(Examples of point labeling)

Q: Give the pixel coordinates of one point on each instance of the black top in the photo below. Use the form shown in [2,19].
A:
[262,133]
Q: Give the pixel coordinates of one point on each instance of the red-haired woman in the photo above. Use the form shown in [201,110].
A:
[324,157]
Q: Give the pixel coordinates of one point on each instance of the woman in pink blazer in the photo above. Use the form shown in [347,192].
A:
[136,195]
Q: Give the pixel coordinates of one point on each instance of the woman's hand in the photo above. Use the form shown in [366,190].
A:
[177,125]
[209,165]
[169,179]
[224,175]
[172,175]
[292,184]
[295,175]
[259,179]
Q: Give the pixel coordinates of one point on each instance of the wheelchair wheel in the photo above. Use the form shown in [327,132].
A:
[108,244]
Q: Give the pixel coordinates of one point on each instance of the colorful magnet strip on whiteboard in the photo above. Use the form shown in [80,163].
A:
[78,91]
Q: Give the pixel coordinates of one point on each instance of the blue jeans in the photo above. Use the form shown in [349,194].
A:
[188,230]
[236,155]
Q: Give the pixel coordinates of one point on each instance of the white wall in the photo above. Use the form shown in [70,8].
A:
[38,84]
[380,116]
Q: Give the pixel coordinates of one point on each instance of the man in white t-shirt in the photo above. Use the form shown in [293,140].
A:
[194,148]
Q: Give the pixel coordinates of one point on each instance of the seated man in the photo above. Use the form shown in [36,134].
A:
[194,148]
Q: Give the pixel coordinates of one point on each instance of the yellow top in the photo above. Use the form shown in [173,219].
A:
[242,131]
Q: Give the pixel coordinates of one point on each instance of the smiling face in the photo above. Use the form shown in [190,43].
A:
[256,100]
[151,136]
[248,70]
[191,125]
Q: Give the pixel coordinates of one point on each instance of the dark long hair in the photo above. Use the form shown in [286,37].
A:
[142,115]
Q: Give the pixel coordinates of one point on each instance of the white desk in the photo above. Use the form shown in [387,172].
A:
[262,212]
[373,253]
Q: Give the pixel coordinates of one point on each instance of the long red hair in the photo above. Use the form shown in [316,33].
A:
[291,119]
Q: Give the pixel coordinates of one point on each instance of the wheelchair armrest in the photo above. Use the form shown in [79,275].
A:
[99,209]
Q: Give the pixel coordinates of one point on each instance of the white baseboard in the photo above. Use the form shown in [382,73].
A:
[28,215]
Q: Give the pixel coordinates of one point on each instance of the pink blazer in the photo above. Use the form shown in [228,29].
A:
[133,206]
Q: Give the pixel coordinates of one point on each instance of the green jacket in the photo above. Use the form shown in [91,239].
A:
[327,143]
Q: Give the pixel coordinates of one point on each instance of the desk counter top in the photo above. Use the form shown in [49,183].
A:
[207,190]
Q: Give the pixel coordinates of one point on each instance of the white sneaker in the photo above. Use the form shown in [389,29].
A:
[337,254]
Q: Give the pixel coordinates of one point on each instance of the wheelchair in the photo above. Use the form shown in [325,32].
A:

*What you should do*. Render the listing above as a numbered list, leaving out any blank lines.

*Expected answer*.
1. Q: Give the pixel coordinates of one point on each instance of the black top in the photo below. Use the form shown in [2,19].
2. A:
3. [262,133]
4. Q: Give the pixel coordinates of one point on each instance of the red-haired woman in the photo above. Use the form shown in [201,110].
5. A:
6. [324,157]
7. Q: Give the pixel coordinates of one point on each instance of the woman in pink blazer in the photo above. Use the form shown in [347,192].
8. A:
9. [136,195]
10. Q: Give the pixel coordinates of one point on each instance of the woman's hand in the photo above. Use the form shown in [366,190].
11. A:
12. [177,125]
13. [209,165]
14. [169,179]
15. [224,175]
16. [172,175]
17. [292,184]
18. [295,175]
19. [259,179]
20. Q: Give the pixel coordinates of one point on each instance of the wheelchair wheel in the photo above. Use the form shown in [327,132].
21. A:
22. [108,244]
23. Q: Give the pixel coordinates of one point on each instance of the colorful magnet strip on whiteboard in the photo above. Use the form shown in [80,163].
24. A:
25. [78,91]
26. Q: Give the pixel coordinates of one point on each instance of the blue jeans in the photo above. Use the form shown in [349,194].
27. A:
28. [188,230]
29. [236,155]
30. Q: Give the pixel coordinates of one point on each instance of the white wall in the photo above. Use the form shown in [70,8].
31. A:
32. [38,84]
33. [380,116]
34. Q: Give the pixel coordinates of one point on each instance of the man in white t-shirt in the photo above. Use the form shown in [293,140].
35. A:
36. [194,148]
37. Q: Give the pixel coordinates of one point on each instance of the seated man in the photo above. Use the form shown in [36,134].
38. A:
39. [194,148]
40. Q: Give the pixel coordinates of one point on each instance of the yellow top in the photo above. Use the form shown in [173,219].
41. A:
42. [242,131]
43. Q: Give the pixel coordinates of one point on each instance of the smiling face in the photo above. Use the form shown in [190,43].
44. A:
45. [256,100]
46. [151,136]
47. [248,70]
48. [191,125]
49. Q: Give the pixel coordinates of one point on each instance of the dark long hair in the photo above. Use the form shown in [286,37].
50. A:
51. [142,115]
52. Q: Give the pixel coordinates of one point on each instance of the white desk in the photo above. Use the form shown in [387,172].
53. A:
54. [262,212]
55. [373,253]
56. Q: Give the pixel coordinates of one point on each instance of the long red hair in the photo above. Use the form shown in [316,33].
57. A:
58. [291,119]
59. Q: Give the pixel coordinates of one point on each instance of the wheelchair armrest in the photo above. Use the form shown in [79,275].
60. A:
61. [99,209]
62. Q: Give the pixel coordinates of one point on each instance of the white baseboard in the photo above. Use the form shown in [382,73].
63. A:
64. [28,215]
65. Q: Give the pixel coordinates of one point on each instance of the pink blazer in the photo above. Use the form shown in [228,29].
66. A:
67. [133,206]
68. Q: Give the pixel coordinates of one point on each instance of the green jacket in the photo above. Use the form shown in [91,239].
69. A:
70. [327,143]
71. Q: Give the pixel coordinates of one point on each instance of the desk counter top in the photo above. Use the form shown in [49,183].
72. A:
73. [207,190]
74. Q: Give the pixel coordinates of one point on each instance of the white sneaker in the photo above. Use the form shown in [389,29].
75. A:
76. [337,254]
77. Q: Give the pixel coordinates of one point on each instance of the wheelchair in the photo above. Use the form shown in [325,32].
78. A:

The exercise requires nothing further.